*GOAL OF THE EXERCISE*: Every line of the data below should be printed exactly.

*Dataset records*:

————

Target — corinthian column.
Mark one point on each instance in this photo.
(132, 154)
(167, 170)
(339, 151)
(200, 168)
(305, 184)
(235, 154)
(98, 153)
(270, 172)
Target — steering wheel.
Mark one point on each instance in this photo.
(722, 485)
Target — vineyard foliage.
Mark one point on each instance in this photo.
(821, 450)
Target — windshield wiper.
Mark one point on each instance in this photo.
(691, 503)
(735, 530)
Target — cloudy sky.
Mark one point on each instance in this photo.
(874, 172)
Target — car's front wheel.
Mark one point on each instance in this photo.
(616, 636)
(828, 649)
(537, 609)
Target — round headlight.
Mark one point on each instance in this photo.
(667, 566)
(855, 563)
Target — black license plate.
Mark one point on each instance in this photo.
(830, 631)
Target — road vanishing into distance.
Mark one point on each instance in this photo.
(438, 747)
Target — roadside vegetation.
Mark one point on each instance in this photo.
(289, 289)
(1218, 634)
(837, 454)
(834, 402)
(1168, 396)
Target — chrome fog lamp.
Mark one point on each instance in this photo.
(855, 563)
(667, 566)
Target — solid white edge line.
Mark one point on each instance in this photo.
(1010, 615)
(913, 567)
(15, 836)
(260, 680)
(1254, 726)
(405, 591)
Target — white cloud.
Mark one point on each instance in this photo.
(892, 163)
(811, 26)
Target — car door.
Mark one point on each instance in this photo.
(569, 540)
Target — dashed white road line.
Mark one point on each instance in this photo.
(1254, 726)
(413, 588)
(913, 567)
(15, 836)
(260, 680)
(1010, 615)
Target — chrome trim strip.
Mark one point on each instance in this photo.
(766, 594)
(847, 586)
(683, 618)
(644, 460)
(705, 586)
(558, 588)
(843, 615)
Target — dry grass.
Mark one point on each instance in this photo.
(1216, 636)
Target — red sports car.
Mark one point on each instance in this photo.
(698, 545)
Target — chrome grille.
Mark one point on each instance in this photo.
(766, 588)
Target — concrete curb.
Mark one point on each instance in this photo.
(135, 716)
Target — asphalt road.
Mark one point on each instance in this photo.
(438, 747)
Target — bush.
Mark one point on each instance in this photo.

————

*TASK OUTPUT*:
Target — corinthian column.
Mark one point on each instance in this photo.
(132, 154)
(167, 170)
(339, 151)
(200, 168)
(305, 184)
(235, 154)
(98, 153)
(270, 172)
Target — steering wheel.
Mark one point on each instance in this photo.
(722, 485)
Target — vineyard foliage.
Mark one point on each instance in this photo.
(821, 450)
Target — windshield wiper.
Mark one point on each instance in this photo.
(691, 503)
(735, 530)
Target — cloudy sky.
Mark one point on each instance in this photo.
(874, 172)
Target — car's front wheel.
Mark one point on each instance in this photo.
(616, 636)
(828, 649)
(537, 609)
Target — round headlight.
Mark one point on each instance in this photo.
(667, 566)
(855, 563)
Target — black license plate.
Mark one point on each instance in this photo.
(830, 631)
Target — road vanishing into distance.
Mark one point on each instance in this photo.
(438, 747)
Target — roadside vegetation.
Mark one point on each instance in this photo.
(289, 289)
(1218, 634)
(837, 454)
(834, 402)
(1168, 396)
Target — chrome fog lamp.
Mark one point on each instance in this photo.
(855, 563)
(667, 566)
Target — solid white edge line.
Mark one point on each instance in this photo.
(1010, 615)
(913, 567)
(15, 836)
(260, 680)
(1254, 726)
(405, 591)
Target — white cloud.
Mark one point on each instance in this photo.
(892, 163)
(811, 26)
Target — car door.
Mark one point on each instance in this photo.
(569, 540)
Target — dashed white road line.
Mark one point on each instance in this photo.
(1254, 726)
(413, 588)
(913, 567)
(15, 836)
(260, 680)
(1010, 615)
Target — chrome trim strip.
Mark one point on each instance in this photo.
(766, 594)
(847, 586)
(683, 618)
(644, 460)
(705, 586)
(558, 588)
(843, 615)
Target — dry grass.
Mark one point on each instance in this photo.
(1216, 636)
Target — red sports car.
Mark one point on each instance in this photo.
(698, 545)
Target — chrome grille.
Mark one point on each instance in this photo.
(766, 588)
Target — concrete curb.
Mark one point on each instance in this photo.
(135, 716)
Target — asphalt road.
Mark one point on each instance in this photo.
(438, 747)
Target — bush.
Mark one point on each instance in this photo.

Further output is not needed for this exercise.